Tareas:
1) Según el fragmento sobre la universidad, ¿qué significó originalmente la voz griega de la que procede «ética»?
2) Enumera todo lo que, según el fragmento sobre la universidad, impone el adoctrinamiento.
3) Actualiza el fragmento sobre la universidad entre "Como muchas veces" y "y tranquilizadoras obediencias.", ambos incluidos, cambiando "estudiantes universitarios" por "alumnos universitarios".

Fragmento de origen:

Ética: voz griega que originalmente significó lugar, sitio; posteriormente, referencia a la ubicación del alma humana: el territorio donde reposa todo carácter individual. Esa noción, utilizada por Aristóteles, llega hasta nuestros días en la acepción que hoy le damos: idiosincrasia de un individuo; su temple: personalidad apoyada en esos valores con que sustenta su relación con el mundo y los otros; con esos principios que determinarán su conducta, su manera de actuar y sus propósitos, también sus sueños y convicciones. En tal sentido, la universidad es un espacio esencialmente ético. No es sólo un centro de altos estudios destinado a acumular conocimientos o a producirlos. Es también el lugar donde un estudiante generalmente joven —ya no el niño que dejó atrás el colegio; ni el adulto formado o deformado, incapaz ya de cambiar sus perspectivas— tiene aún mucho que aprender: a dar y a darse en su vocación y en sus deseos de aprendizaje en ese momento de su vida en el que realmente empieza a conocerse.

Como muchas veces he dicho a mis estudiantes universitarios: no es concebible un buen profesional que sea una miseria humana; ni, tampoco, un buen profesional ignorante de cuanto no pertenezca a su limitada área de especialización. La universidad debe formar seres humanos que sean, también, profesionales. Y ese doble concepto: formar buenos profesionales y buenas personas, es el absoluto opuesto a cualquier imagen de adoctrinamiento.

Adoctrinamiento significa imposición: de catecismos, de consignas, de respuestas aplastantes y únicas; alude a masas ideologizadas, a homogéneas colectividades seguidoras de algunas “definitivas” verdades desde las cuales discriminar a todo quien piense diferente. El ideólogo es un personaje que, por sobre todo, teme a su libertad; y ese temor lo arrastra a sumisas y tranquilizadoras obediencias.

La universidad no existe ni para adoctrinar ni para formar ideólogos. Eso reduciría miserablemente su propósito. Sería, de hecho, el fin del ideal universitario. No se entiende, no entiendo, una universidad empeñada en hacer de sus estudiantes seres obedientemente entregados a la repetición de algunos argumentos junto a los cuales alcanzar el más triste, el más lamentable de los resultados: dividir el universo entero entre quienes piensan como nosotros; y los otros: todos los demás.

Líneas proporcionadas:
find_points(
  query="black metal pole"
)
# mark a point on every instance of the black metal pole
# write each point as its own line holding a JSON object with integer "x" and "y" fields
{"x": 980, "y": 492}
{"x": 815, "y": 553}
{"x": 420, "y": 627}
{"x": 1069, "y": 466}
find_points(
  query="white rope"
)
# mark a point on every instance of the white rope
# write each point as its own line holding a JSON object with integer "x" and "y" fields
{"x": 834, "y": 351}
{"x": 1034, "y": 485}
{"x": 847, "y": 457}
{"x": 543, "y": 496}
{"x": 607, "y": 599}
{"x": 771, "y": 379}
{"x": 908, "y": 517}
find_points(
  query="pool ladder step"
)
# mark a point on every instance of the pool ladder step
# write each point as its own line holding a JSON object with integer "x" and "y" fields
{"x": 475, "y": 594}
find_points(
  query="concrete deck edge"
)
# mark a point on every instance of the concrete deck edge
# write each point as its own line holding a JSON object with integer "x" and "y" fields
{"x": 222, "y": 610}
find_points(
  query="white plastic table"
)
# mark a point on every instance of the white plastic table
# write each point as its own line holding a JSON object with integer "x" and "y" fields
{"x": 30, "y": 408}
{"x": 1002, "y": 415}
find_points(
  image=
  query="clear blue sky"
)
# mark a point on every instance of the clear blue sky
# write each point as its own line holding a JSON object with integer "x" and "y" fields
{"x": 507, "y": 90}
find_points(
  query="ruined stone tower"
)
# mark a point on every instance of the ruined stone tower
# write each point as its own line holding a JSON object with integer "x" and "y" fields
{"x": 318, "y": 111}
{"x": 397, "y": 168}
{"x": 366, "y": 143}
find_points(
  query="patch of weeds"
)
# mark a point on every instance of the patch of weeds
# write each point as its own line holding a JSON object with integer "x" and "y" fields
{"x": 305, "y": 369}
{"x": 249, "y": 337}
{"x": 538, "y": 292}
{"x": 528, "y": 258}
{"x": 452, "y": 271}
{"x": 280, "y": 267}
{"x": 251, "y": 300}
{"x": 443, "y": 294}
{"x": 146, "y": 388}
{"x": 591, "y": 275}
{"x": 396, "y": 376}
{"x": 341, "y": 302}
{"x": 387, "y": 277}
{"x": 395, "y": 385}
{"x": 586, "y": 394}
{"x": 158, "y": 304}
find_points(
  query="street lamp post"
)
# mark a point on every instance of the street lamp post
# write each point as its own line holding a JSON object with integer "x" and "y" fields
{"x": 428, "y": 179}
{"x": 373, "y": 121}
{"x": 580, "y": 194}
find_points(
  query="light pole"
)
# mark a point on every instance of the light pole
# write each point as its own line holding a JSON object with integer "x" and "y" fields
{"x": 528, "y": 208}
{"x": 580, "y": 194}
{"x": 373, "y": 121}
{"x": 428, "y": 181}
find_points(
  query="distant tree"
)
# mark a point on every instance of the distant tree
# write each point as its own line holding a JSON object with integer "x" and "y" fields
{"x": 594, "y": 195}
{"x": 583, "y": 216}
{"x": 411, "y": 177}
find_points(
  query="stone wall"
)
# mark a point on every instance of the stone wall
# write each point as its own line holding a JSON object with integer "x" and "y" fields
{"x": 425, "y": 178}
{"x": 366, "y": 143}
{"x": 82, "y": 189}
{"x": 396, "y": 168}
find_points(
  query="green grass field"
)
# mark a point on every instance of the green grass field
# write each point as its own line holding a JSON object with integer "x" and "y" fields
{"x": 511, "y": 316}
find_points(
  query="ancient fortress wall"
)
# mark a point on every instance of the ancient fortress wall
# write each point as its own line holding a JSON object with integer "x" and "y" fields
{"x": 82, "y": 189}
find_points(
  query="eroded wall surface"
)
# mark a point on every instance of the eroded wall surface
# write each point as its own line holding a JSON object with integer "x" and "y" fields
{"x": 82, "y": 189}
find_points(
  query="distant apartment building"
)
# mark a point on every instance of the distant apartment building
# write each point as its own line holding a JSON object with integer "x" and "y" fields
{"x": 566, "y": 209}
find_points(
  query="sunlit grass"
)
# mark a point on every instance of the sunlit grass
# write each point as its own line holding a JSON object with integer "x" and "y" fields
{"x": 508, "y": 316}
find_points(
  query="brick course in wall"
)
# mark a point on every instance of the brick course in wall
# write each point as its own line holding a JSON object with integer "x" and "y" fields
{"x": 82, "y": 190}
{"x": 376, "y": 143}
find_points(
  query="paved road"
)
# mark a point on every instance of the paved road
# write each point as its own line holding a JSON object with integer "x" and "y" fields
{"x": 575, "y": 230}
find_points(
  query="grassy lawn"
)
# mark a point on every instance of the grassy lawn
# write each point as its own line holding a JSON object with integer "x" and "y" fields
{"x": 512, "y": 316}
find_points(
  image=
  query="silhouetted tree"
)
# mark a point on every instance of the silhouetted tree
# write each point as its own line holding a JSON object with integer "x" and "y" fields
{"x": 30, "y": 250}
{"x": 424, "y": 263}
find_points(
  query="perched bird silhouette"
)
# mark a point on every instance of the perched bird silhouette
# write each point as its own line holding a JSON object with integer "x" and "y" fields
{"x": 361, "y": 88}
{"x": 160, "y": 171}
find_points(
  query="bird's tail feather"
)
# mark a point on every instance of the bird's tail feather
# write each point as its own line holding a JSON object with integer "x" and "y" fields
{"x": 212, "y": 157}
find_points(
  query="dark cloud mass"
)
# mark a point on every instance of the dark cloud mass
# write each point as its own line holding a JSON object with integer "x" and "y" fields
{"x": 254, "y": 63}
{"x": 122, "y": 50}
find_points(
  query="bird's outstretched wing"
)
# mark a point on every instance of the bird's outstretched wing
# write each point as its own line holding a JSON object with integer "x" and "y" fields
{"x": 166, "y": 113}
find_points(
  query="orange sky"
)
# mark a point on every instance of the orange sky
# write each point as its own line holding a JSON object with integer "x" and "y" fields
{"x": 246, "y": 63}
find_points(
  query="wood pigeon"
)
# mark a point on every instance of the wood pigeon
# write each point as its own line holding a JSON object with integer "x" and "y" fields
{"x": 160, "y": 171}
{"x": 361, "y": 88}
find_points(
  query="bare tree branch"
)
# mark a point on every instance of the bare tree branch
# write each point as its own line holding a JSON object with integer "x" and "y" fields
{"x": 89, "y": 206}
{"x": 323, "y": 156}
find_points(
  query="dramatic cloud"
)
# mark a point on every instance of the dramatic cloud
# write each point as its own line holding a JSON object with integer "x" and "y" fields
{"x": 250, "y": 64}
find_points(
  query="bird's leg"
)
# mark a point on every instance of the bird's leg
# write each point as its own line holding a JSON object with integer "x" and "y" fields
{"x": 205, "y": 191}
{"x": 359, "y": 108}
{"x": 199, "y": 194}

Respuestas:
1) Lugar, sitio.

2)
- Catecismos
- Consignas
- Respuestas aplastantes y únicas

3)
Como muchas veces he dicho a mis alumnos universitarios: no es concebible un buen profesional que sea una miseria humana; ni, tampoco, un buen profesional ignorante de cuanto no pertenezca a su limitada área de especialización. La universidad debe formar seres humanos que sean, también, profesionales. Y ese doble concepto: formar buenos profesionales y buenas personas, es el absoluto opuesto a cualquier imagen de adoctrinamiento.

Adoctrinamiento significa imposición: de catecismos, de consignas, de respuestas aplastantes y únicas; alude a masas ideologizadas, a homogéneas colectividades seguidoras de algunas “definitivas” verdades desde las cuales discriminar a todo quien piense diferente. El ideólogo es un personaje que, por sobre todo, teme a su libertad; y ese temor lo arrastra a sumisas y tranquilizadoras obediencias.